* begin DOCUMENT TEXT *

Deriving Data Structures

Data Structures are the basic building blocks of software. In this article, one eBay engineer gives his perspective on how they might have evolved over time, enabling us to build complex things out of simpler parts.

When I started learning about data structures, I wondered how some pretty cool ones might have evolved over time and how things might have been invented on top of other ideas. It’s like someone invented a wheel with no knowledge that one day it might be used to build a car. But as with everything else, concepts start adding up together over time and we are able to build complex things on top of other things.

It all started with arrays, one of the oldest data structures. A pretty neat idea: a collection of identical things, but, more importantly, stored in contiguous memory locations. Any particular index accessed within O(1) time resulted in fast random access. Why contiguous? We want fast random access, and the fastest way to do it would be for the compiler to:

  1. Get the base address of the array.

  2. Calculate an offset by multiplying the array index by the size of each element.

  3. Add the base address to the offset to form the address of the desired array element.

  4. Load or store to the desired element using the calculated address.

* end DOCUMENT TEXT *
* begin TASK INPUT *

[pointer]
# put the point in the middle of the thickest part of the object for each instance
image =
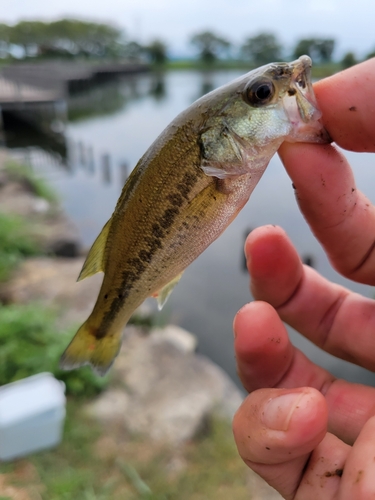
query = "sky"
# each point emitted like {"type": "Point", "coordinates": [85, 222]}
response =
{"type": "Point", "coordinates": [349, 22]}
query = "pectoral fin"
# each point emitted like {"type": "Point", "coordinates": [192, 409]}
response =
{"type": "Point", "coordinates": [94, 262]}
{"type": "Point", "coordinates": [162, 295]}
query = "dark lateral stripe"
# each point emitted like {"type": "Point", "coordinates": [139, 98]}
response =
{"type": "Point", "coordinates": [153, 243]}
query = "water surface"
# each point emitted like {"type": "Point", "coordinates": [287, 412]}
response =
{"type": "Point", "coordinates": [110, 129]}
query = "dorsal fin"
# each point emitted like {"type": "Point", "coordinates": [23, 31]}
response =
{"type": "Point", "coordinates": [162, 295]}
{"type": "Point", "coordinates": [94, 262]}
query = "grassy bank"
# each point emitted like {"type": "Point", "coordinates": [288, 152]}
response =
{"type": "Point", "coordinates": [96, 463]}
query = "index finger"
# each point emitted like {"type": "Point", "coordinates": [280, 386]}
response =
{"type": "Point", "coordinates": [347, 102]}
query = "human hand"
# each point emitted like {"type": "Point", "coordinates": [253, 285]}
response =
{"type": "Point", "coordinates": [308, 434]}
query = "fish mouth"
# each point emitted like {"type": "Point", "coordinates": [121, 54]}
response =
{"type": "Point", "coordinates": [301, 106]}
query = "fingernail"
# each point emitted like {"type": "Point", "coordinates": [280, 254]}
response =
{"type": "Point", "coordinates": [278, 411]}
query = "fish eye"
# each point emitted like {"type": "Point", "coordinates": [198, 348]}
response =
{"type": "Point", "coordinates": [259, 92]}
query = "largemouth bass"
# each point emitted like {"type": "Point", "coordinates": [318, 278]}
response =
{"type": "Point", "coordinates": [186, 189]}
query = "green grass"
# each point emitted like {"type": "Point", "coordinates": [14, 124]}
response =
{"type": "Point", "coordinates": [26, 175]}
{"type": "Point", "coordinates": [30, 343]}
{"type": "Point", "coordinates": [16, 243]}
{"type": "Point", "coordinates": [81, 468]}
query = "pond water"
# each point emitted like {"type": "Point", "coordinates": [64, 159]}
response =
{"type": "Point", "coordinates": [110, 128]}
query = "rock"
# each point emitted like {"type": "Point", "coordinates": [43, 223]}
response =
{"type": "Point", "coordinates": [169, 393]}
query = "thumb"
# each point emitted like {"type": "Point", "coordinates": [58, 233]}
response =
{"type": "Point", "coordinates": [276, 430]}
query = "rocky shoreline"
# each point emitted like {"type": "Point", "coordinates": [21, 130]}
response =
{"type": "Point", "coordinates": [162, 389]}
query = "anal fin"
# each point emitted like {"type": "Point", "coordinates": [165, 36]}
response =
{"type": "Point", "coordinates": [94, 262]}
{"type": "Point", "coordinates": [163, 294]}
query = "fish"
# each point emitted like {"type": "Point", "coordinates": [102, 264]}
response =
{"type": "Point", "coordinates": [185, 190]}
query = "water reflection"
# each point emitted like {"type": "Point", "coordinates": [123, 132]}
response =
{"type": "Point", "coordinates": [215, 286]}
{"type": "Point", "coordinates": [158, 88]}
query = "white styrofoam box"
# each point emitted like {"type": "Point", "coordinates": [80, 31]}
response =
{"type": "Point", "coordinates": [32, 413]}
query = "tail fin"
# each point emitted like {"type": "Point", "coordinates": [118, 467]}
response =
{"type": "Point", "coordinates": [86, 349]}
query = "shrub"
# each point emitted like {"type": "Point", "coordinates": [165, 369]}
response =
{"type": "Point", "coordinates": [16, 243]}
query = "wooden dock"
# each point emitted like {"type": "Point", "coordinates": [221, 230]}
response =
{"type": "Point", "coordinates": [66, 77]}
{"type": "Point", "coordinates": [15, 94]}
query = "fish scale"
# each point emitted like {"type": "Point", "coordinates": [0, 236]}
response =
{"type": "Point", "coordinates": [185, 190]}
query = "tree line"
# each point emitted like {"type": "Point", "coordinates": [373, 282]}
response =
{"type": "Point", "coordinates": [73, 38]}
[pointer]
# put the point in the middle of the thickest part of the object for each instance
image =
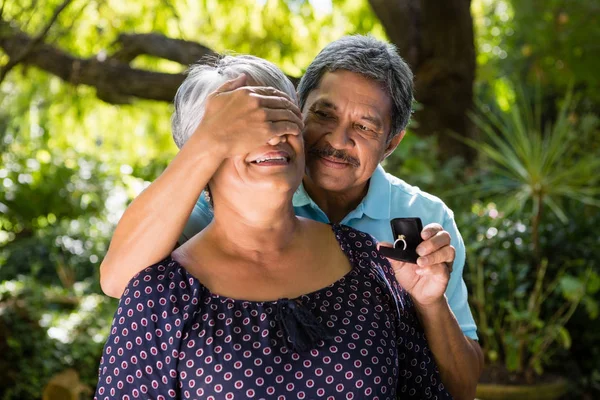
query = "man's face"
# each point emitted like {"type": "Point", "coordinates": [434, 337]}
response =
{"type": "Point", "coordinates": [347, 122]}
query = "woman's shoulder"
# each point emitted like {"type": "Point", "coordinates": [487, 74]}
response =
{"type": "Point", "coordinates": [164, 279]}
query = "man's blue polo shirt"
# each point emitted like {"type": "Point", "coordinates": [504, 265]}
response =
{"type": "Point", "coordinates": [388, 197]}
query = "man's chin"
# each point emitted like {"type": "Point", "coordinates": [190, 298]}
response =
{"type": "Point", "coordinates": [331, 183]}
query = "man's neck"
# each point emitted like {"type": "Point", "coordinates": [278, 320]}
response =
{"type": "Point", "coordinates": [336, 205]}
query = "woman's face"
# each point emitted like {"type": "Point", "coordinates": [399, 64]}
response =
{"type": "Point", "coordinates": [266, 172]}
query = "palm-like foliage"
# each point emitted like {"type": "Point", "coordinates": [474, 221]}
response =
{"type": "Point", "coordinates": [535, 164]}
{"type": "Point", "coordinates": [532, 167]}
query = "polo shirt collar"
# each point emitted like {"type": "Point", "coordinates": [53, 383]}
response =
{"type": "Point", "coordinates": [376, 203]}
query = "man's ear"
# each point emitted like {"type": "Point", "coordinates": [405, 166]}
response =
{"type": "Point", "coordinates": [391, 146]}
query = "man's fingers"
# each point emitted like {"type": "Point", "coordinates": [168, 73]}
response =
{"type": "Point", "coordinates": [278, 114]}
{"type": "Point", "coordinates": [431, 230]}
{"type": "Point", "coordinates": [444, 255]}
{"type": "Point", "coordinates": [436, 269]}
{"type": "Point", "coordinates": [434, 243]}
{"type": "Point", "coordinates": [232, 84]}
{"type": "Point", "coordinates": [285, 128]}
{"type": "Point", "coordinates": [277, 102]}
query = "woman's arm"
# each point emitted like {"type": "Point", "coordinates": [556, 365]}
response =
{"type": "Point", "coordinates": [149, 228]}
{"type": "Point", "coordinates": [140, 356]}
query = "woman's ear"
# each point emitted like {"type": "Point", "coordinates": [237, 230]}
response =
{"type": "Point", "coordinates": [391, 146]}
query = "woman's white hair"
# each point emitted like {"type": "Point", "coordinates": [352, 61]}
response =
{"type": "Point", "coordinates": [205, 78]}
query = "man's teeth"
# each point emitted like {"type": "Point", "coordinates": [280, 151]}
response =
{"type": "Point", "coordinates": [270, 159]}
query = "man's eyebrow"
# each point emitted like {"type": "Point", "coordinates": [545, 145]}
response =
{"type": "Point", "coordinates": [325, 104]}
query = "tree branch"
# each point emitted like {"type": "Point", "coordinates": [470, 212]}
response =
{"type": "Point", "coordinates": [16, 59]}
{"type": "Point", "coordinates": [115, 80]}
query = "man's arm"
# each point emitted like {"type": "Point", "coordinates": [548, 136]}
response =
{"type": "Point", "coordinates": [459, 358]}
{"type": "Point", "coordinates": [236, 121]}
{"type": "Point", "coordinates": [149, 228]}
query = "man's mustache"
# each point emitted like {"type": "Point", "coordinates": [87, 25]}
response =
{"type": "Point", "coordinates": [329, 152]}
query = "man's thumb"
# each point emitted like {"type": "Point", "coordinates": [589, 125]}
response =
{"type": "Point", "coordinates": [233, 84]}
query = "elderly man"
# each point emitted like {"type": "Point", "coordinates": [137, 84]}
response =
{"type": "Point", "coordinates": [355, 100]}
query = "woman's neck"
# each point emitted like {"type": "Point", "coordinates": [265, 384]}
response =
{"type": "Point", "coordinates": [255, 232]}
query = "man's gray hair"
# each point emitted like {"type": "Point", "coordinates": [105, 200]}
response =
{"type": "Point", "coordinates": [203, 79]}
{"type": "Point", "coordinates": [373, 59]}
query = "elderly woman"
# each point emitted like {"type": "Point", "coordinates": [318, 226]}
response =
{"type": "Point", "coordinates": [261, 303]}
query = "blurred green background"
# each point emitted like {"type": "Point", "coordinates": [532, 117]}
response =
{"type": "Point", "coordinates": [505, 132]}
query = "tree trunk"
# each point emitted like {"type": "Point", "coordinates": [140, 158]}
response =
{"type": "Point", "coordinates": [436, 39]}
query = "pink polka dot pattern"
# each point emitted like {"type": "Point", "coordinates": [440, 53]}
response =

* end TASK INPUT *

GOALS:
• A. Answer these from the data structures article:
(i) Which data structure does the article call one of the oldest?
(ii) Who gives his perspective on how data structures might have evolved?
(iii) What is the first step the compiler takes for fast random access?
• B. Count how many lines of the records contain the word "hair", with case counting. Reply with only the number.
The article and the records have nothing to do with each other.

SOLUTIONS BY TASK:
• A.
(i) Arrays.
(ii) One eBay engineer.
(iii) It gets the base address of the array.

• B. 2